Note that to a degree D (development cost of the transformation) and average operations may be linked, inasmuch as when carefully applied, a modest investment of D can also significantly lower operations (and thus average operations) for a document set – and this is also an effective way to make many transformations viable that would not be otherwise. In effect, this means that developers can be tasked with helping make a transformation profitable not only be implementing the transformation itself, but by reframing or refactoring its context and requirements (with the result that operations costs come down.) Look to your operations and your average operations costs per run; these are where great potentials for improvement are.

Of course, the last fact - the susceptibility of operations' value being affected directly by processing environment – is a consequence of the composability of transformations. If every transformation occurs within a pipeline, it stands to reason that addressing costs of running that pipeline or architecture is crucial to ensure the success of the transformation within it. Invest D (development) in the pipeline as a whole, and the costs of running every transformation in it, will come down.

This relationship also explains the paradox of why a well designed pipeline of steps can be cheaper to build and easier to maintain than a single transformation doing the same thing (and by the same token why micropipelining within a transformation is also a useful thing). Not infrequently, a complex problem can be addressed by refactoring it into into phases, each phase of which can be simpler and easier (even together) to build and operate than a one-pass solution – even one that by some measures is more efficient.

Further implications of the model

In addition to suggesting such a unified view of transformations and the contexts in which they operate, this model also provokes other considerations. In particular, while it can readily be observed that the out-of-pocket costs and commitments in building an XML-based toolkit (whether standards- and community-based or entirely homemade) are much lower than ever before, nonetheless the practical challenges may still be somewhat daunting.

The abstract to this paper suggests some of the practical questions one must ask. Notably, those include specific questions of architecture and environment, which the general model proposed here, deliberately avoids – and they are questions that have always faced developers of systems of this sort, and will presumably always do so. Nonetheless the cost model does offer some perspective, suggesting a few interesting points:

  • Planning ahead (with regard to technology commitments, standards alignment and conformance, policy development, development of governance mechanisms), etc. etc. – all of these are important as ever – but – what characterizes these questions at present is their complexity, which may present us with something of a “Hamlet” problem. At a certain point, plans must be executed. One of the strengths of a toy is, it shows what can be done, before building it out. Sometimes it is better to start small, to adapt, build and learn, than to try and answer everything all at once.

    Accordingly, when thinking about tools building, look for real needs that those tools might help to address, and be willing to start small.

  • Similarly, agility is going to count. One reason the tools of today are so powerful is that they are configurable. So configure them!

  • Standards and the resources that go with them have proven to be an invaluable resource and a common asset to be protected. This reinforces the common sense and conventional wisdom that we should use them to every extent possible – even while we should be clear not to compromise business or project goals to them. This is usually possible.

  • Because of the contribution to costs of operations for running transformations, bringing these down (where they can be reduced) should be a priority; this is where the friction in the system tends to be. This means when possible automating or semi-automating routines that are time consuming but predictable, or that consume energy cross-checking what was done manually since automated means were not available.

    Important to note however that these stress points are not necessarily in the center; much more they happen at the front (intake) or back ends (post-production and delivery). As noted, addressing these issues can have dramatic effects on costs of running pipelines even when they are not at the core.

_ _ _ _ _

▶ **WHAT YOU NEED TO DO**
From the passage above on transformation costs, rewrite the paragraph that opens "Of course, the last fact" as a shorter version, keeping its main points.

▶ **ENTRIES SHOWN**
_ _ _ _ _

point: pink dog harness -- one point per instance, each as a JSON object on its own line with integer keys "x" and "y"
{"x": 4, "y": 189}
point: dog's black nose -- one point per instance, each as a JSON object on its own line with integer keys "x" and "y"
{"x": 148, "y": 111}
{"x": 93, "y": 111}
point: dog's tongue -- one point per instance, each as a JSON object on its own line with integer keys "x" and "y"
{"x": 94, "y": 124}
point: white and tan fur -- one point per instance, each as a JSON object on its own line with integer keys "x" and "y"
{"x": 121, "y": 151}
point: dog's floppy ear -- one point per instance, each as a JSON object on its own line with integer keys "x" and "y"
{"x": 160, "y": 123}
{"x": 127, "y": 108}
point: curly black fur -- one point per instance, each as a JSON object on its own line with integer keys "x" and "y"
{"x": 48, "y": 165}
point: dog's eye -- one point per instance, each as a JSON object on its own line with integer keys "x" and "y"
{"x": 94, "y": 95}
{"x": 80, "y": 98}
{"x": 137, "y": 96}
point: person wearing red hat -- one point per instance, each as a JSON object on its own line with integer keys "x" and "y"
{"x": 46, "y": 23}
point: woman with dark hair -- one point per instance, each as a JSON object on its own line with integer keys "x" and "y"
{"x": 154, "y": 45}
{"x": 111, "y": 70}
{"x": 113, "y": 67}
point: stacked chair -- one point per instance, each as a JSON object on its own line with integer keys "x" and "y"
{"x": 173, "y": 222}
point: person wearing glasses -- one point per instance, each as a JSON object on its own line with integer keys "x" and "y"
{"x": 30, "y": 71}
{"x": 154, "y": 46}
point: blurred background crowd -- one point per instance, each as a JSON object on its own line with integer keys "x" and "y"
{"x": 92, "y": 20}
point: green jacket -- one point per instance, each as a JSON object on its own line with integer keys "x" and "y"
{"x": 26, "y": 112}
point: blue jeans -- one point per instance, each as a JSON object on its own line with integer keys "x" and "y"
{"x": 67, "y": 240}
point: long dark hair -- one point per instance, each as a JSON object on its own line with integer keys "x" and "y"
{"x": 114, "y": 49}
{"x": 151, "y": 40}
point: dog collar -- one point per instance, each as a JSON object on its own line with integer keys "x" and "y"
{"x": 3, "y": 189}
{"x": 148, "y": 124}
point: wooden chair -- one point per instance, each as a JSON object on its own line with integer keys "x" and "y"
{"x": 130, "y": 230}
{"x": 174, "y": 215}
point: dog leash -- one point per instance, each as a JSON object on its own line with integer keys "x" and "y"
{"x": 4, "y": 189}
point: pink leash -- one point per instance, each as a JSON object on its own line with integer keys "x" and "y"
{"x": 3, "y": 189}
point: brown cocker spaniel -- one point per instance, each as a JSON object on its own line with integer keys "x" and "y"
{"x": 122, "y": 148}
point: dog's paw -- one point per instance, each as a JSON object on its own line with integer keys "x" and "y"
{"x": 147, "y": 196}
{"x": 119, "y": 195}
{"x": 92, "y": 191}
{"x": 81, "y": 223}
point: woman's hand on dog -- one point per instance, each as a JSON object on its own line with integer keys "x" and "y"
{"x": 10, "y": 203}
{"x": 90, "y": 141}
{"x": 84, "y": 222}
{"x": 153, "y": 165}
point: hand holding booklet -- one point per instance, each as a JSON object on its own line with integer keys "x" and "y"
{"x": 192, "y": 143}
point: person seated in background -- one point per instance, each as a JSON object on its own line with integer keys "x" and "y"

_ _ _ _ _

▶ **SOLUTION BELOW**
Because transformations are composable, the value of operations depends directly on the processing environment. Every transformation runs within a pipeline, so controlling that pipeline's running costs is crucial to each transformation's success. Development invested in the pipeline as a whole lowers the cost of running every transformation in it.